● **SET PROBLEM**
How many lines in the material below contain the string "hillside", with letter case taken into account? Reply with the number alone.

● **RECORDS FOR THE EXERCISE**
- - - -

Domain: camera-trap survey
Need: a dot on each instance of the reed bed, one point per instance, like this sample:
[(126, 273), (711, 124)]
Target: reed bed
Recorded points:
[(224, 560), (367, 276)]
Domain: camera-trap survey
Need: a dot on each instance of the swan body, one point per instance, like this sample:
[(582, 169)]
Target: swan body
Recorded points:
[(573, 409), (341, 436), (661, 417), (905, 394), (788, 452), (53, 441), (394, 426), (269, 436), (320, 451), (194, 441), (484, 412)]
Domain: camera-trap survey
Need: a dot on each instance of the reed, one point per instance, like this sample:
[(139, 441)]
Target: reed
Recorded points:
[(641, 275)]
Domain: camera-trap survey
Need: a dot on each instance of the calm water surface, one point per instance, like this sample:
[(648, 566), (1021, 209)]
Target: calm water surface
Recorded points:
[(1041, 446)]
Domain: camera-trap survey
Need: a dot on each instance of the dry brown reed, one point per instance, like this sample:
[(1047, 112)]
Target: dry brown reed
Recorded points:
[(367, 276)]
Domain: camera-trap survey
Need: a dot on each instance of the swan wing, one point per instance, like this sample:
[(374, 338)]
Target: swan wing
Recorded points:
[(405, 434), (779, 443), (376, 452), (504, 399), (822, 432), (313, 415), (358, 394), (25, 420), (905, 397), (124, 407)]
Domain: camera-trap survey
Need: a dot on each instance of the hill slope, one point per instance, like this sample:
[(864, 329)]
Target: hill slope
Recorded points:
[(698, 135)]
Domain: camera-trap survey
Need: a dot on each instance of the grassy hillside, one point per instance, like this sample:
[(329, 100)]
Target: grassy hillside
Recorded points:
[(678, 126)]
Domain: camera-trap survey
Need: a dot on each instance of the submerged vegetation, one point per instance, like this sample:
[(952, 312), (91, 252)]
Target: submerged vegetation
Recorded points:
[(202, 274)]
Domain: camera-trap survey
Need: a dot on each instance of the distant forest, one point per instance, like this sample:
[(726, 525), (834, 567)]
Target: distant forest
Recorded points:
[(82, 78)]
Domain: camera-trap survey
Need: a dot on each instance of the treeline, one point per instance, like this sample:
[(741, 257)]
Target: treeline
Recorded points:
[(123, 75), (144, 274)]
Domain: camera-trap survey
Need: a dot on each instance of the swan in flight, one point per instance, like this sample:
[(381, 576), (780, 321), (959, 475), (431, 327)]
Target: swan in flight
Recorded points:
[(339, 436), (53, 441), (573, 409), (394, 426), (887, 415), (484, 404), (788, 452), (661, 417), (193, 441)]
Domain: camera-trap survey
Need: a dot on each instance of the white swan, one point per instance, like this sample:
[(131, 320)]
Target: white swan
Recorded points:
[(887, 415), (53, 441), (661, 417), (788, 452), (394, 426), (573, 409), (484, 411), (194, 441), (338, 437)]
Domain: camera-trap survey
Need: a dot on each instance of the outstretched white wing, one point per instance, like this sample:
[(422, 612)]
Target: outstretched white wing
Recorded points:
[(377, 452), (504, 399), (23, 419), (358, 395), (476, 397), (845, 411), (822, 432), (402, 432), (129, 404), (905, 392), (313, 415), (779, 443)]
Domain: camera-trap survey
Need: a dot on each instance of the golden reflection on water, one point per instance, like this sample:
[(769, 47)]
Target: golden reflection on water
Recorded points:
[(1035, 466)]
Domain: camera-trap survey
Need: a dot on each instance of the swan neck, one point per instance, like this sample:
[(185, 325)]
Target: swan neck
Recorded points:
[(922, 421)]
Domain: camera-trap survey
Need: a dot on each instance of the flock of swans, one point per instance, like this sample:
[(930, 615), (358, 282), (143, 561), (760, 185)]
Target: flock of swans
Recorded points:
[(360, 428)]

- - - -

● **COMPLETE RESPONSE**
2